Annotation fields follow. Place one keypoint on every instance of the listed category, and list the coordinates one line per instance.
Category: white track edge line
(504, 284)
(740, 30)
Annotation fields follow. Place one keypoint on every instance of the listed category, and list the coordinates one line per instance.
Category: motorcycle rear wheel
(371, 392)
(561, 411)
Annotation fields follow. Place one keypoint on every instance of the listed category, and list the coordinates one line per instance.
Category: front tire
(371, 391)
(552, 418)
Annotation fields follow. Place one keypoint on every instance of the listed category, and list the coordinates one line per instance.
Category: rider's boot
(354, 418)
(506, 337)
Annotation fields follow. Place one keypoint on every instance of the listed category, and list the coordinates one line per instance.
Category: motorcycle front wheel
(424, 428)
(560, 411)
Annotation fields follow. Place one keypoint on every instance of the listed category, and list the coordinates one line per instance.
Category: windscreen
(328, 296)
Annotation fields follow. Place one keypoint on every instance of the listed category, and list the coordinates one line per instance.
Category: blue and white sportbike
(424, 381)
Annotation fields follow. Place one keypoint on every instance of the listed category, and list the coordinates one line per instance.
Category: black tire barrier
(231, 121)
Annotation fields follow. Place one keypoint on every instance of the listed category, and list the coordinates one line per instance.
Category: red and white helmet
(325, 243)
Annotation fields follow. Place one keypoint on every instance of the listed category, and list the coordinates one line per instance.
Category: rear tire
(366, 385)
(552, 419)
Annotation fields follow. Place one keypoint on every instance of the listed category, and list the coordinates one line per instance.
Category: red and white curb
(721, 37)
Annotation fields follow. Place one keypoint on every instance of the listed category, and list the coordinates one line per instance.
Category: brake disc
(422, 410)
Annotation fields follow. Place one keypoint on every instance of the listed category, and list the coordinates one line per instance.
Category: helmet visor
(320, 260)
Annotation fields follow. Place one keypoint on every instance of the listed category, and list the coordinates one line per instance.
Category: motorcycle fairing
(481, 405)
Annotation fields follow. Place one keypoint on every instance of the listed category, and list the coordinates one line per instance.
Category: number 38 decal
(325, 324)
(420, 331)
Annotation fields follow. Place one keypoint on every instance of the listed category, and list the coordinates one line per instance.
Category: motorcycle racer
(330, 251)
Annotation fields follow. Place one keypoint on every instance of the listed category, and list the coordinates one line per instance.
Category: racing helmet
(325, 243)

* * *

▶ INSTRUCTIONS FOR THE TASK: Everything in the listing above should be restated exactly.

▶ ANSWER IN FULL:
Annotation fields follow. Place one keypoint on every instance of the listed category, and list the coordinates one line per instance.
Category: white track edge line
(504, 284)
(740, 30)
Annotation fields follow. Place one keypoint on every instance of the listed category, and list the coordinates one line per instance.
Category: motorcycle rear wheel
(371, 392)
(561, 411)
Annotation fields follow. Place one keypoint on every instance of the listed category, and list the coordinates one line per instance.
Category: front tire
(371, 391)
(552, 418)
Annotation fields follow. Place one keypoint on every instance of the listed category, and list the coordinates one line per instance.
Category: rider's boot
(354, 418)
(506, 337)
Annotation fields follow. Place one keypoint on every instance of the listed category, and list the coordinates one line per instance.
Category: motorcycle front wheel
(424, 428)
(560, 411)
Annotation fields follow. Place one keypoint on every instance of the listed category, and list the coordinates one line per instance.
Category: windscreen
(328, 296)
Annotation fields follow. Place one keypoint on every instance of the listed category, and list the coordinates one line per instance.
Category: blue and white sportbike
(424, 381)
Annotation fields follow. Place one keypoint on every instance of the listed category, and list the coordinates one line per instance.
Category: black tire barrier
(231, 121)
Annotation fields follow. Place one keypoint on every instance of the listed category, and list the coordinates one line per instance.
Category: red and white helmet
(325, 243)
Annotation fields follow. Place one keypoint on every instance of the listed category, and list the coordinates one line per instance.
Category: rear tire
(366, 385)
(552, 419)
Annotation fields follow. Place one keypoint on every instance of the listed category, and list the coordinates one line per instance.
Category: red and white curb
(721, 37)
Annotation fields follow. Place one keypoint on every instance of the listed category, and list the coordinates one line per instance.
Category: brake disc
(422, 410)
Annotation fields follow. Place one keypoint on every instance of the listed category, and list the coordinates one line per instance.
Category: helmet visor
(320, 260)
Annotation fields follow. Place one keypoint on every instance of the listed category, and list the coordinates one line per instance.
Category: motorcycle fairing
(481, 405)
Annotation fields follow. Place one keypoint on every instance of the listed category, and list the coordinates one line per instance.
Category: number 38 decal
(325, 324)
(420, 331)
Annotation fields follow. Place one keypoint on every instance of the listed category, and list the coordinates one line per instance.
Category: motorcycle racer
(330, 251)
Annotation fields follow. Place one keypoint on every instance of the listed category, and list the coordinates one line per instance.
Category: racing helmet
(325, 243)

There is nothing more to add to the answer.